──────── EXCERPTED DATA
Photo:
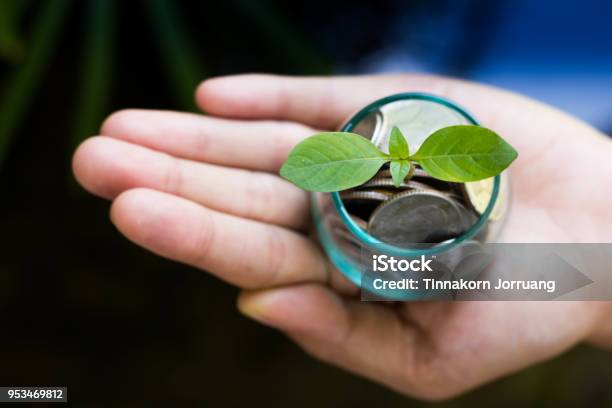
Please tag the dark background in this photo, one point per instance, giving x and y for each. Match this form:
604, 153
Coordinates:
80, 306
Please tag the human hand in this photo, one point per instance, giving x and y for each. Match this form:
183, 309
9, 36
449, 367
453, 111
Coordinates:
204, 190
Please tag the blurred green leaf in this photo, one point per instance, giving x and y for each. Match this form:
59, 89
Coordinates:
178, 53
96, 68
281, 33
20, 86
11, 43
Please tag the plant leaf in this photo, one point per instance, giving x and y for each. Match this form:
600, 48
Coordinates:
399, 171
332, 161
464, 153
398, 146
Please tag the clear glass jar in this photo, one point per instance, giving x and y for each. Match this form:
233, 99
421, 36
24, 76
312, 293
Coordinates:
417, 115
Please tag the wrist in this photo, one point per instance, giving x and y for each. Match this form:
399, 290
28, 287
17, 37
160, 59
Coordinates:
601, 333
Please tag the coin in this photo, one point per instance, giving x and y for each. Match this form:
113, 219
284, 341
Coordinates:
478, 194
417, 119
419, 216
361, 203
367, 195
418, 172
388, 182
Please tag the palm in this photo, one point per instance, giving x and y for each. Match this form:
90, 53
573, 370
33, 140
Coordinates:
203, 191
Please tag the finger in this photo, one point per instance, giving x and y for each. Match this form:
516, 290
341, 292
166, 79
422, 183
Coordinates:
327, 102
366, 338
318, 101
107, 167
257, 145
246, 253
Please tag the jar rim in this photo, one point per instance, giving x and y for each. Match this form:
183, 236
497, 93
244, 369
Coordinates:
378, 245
────────────────
──────── EXCERPTED DATA
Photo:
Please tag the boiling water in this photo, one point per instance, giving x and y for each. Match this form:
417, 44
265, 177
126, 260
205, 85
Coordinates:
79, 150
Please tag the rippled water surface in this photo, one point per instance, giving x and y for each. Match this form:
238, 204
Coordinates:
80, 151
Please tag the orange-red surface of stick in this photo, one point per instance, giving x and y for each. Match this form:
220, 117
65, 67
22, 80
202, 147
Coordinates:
────────────────
PROBLEM TO WORK ON.
Each line in the material with "surface" in it must be reported.

ANSWER SECTION.
Please tag the rippled water surface in this photo, one point per instance, giving x and y for each. Match this form:
Please tag the orange-red surface of stick in this photo, one point per instance, giving x and y for each. Match this form:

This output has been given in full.